= What is asked =
Reproduce the listing lines starting at the one containing "Would you be able to indicate the red" and ending at the close of the listing, swapping "freight wagon" for "cargo car" and leaving everything else unchanged.

== Data supplied ==

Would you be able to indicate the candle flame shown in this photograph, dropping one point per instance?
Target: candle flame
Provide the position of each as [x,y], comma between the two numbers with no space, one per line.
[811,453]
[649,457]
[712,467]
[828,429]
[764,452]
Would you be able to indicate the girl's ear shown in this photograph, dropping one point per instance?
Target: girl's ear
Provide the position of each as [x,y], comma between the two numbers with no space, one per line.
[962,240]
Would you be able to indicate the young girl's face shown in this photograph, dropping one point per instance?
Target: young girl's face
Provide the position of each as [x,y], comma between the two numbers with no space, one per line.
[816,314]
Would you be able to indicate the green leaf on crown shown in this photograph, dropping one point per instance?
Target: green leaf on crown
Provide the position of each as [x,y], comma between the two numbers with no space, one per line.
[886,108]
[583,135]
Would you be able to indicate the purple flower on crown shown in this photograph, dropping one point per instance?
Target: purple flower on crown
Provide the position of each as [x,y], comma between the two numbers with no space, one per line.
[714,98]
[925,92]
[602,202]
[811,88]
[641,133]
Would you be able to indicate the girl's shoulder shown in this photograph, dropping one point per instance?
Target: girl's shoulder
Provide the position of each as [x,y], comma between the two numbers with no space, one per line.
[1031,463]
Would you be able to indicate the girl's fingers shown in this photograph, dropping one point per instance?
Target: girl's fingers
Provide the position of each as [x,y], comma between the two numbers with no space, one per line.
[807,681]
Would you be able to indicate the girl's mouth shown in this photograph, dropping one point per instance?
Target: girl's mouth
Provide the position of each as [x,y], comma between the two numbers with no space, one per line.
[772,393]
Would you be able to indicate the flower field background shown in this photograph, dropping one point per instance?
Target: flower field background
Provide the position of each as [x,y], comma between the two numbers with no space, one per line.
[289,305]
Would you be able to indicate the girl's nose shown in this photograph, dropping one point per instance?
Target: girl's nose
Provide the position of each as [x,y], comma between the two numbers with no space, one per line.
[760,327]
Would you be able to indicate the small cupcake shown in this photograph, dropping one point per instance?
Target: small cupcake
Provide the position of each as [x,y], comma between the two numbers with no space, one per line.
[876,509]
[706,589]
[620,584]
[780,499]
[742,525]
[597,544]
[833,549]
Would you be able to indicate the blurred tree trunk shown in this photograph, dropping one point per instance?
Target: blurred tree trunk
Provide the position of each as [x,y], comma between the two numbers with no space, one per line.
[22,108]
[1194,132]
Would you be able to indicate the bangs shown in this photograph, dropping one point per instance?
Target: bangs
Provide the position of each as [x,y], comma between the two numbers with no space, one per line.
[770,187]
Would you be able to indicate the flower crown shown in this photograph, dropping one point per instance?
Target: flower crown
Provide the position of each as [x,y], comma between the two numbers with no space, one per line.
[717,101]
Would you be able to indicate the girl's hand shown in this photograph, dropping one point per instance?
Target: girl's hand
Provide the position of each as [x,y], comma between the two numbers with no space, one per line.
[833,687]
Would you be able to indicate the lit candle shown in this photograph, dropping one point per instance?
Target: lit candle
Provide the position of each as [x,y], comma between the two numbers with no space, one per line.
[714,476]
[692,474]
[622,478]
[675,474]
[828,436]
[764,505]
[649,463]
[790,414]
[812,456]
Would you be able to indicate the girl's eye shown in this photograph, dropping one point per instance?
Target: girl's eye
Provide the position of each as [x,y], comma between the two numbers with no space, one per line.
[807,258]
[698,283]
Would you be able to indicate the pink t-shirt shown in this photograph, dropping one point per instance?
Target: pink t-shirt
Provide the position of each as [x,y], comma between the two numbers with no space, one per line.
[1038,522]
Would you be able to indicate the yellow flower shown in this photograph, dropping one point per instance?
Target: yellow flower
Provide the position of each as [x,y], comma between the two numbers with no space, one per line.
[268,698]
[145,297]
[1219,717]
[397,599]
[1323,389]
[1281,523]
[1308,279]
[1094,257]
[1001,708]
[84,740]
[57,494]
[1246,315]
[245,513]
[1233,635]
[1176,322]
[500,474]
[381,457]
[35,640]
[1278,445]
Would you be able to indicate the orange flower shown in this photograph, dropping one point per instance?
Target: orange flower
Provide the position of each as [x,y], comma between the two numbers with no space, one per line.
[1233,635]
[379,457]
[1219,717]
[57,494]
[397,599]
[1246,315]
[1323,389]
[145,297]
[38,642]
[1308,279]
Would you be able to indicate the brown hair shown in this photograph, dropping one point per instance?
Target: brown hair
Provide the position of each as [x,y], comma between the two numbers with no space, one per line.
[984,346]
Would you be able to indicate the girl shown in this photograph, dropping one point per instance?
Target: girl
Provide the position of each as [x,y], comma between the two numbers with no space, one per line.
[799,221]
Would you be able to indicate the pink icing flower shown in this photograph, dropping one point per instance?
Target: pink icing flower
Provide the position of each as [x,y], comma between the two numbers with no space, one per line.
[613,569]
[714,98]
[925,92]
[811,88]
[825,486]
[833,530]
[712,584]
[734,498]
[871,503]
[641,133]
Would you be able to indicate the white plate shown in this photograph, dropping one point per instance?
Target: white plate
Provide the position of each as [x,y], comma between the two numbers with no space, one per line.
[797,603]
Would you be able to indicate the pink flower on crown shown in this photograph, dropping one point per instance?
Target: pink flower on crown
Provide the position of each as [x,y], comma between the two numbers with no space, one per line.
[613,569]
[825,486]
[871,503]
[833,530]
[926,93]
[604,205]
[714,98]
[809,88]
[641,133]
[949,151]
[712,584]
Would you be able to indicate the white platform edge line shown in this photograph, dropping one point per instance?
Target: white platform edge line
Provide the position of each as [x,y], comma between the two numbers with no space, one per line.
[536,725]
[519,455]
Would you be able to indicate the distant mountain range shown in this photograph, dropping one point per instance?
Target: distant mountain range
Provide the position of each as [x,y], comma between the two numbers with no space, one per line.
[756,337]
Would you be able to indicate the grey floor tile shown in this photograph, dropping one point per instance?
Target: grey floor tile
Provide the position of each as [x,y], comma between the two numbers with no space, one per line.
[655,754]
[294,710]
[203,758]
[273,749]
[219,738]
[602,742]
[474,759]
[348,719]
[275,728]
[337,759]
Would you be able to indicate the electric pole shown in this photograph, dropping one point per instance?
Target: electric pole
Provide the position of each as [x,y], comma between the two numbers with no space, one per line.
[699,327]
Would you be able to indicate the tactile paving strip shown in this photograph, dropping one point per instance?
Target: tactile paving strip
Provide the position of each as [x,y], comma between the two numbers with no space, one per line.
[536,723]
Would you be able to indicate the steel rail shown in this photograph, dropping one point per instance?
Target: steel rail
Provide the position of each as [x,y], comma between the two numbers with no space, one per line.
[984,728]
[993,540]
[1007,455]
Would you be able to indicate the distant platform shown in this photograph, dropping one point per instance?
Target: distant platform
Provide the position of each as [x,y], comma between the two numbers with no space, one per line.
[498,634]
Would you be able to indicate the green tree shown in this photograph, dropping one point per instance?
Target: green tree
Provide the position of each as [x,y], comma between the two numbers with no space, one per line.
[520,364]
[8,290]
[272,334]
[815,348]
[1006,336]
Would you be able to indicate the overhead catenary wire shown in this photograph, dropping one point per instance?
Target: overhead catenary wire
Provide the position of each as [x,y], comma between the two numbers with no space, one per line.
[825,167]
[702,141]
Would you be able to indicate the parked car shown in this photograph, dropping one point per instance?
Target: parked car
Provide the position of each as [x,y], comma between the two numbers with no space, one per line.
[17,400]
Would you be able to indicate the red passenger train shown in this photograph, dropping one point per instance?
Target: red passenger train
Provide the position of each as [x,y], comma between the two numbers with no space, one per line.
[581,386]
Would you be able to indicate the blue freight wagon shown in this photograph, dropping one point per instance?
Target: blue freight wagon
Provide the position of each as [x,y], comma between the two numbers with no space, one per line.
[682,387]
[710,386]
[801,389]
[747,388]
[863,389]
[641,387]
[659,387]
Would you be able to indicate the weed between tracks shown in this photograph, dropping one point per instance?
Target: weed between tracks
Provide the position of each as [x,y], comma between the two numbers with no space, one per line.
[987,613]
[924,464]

===

= Answer to the exercise =
Would you be able to indicate the red passenger train shown in this photograph, dropping one point per instance?
Target: red passenger train
Provide the position of each as [x,y], comma between the two numbers with no space, one per line.
[581,386]
Would you be able to indicate the blue cargo car shown in this photograph, dropping one point per instance?
Target: blue cargo car
Provide the position of each as [x,y], comma between the two numbers with no space, one per line.
[682,387]
[710,386]
[801,389]
[747,388]
[863,389]
[641,387]
[659,387]
Would you be able to indicate the weed between tracks shown in this photograph, dropping one point per instance?
Target: weed between tracks
Provide the position of each as [x,y], comma between the two numbers with no space, one per line.
[987,613]
[924,464]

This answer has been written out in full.